[Material provided — start]

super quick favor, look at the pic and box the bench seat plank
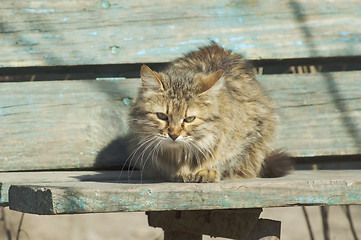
[1,71,360,171]
[1,0,360,67]
[0,171,125,206]
[8,170,361,215]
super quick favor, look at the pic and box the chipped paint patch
[122,97,131,106]
[229,37,245,42]
[101,0,111,9]
[110,46,120,55]
[170,46,180,52]
[179,39,205,45]
[235,43,254,49]
[22,8,55,13]
[137,50,146,55]
[339,31,349,36]
[29,50,41,54]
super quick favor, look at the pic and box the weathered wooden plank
[0,171,130,206]
[1,71,360,171]
[0,79,136,171]
[260,72,361,157]
[8,170,361,215]
[1,0,360,67]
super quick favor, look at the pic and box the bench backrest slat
[1,71,360,171]
[1,0,360,68]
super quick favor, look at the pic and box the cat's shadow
[73,172,166,184]
[73,135,167,184]
[94,135,130,171]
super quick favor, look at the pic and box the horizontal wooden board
[259,72,361,157]
[0,79,135,171]
[8,170,361,214]
[1,71,360,171]
[0,171,127,206]
[1,0,360,67]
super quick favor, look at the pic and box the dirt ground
[1,205,360,240]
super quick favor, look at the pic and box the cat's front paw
[194,169,220,183]
[174,174,193,183]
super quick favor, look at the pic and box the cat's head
[130,65,224,149]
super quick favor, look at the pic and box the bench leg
[164,230,202,240]
[147,209,280,240]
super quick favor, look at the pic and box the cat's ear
[140,65,164,91]
[197,70,224,93]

[Material provided — finish]

Work item: Reprint the whole listing verbatim except for the pictures.

Output for this exercise:
super quick favor, look at the pic and box the bench seat plank
[1,71,360,171]
[1,0,360,67]
[0,171,125,206]
[8,170,361,215]
super quick favor, look at the pic and box the chipped paint patch
[122,97,131,106]
[229,37,245,42]
[101,0,111,9]
[110,46,120,55]
[170,46,180,52]
[179,39,205,45]
[235,43,254,49]
[22,8,55,13]
[137,50,146,55]
[339,31,349,36]
[29,50,41,54]
super quick favor, look at the pic and box the weathered wooden plank
[0,171,130,206]
[1,71,360,171]
[0,79,136,171]
[260,72,361,157]
[8,170,361,215]
[1,0,360,67]
super quick favor, look at the pic and box the bench backrest slat
[1,71,360,171]
[1,0,360,68]
super quick favor, look at the pic and box the cat's shadow
[73,172,166,184]
[73,135,167,184]
[94,135,130,171]
super quick favor, look at the pic and box the horizontal wooden board
[259,72,361,157]
[0,79,135,171]
[8,170,361,214]
[1,71,360,171]
[0,171,127,206]
[1,0,360,67]
super quick favor, look at the pic and box the dirt ground
[1,205,360,240]
super quick favor, look at the pic and box the cat's front paw
[194,169,220,183]
[174,174,193,183]
super quick favor, look at the pic and box the cat's head
[130,65,224,149]
super quick favor, look at the pic and box the bench leg
[164,230,202,240]
[147,209,280,240]
super quick favor, look at the pic and box the cat's ear
[140,65,164,91]
[197,70,224,93]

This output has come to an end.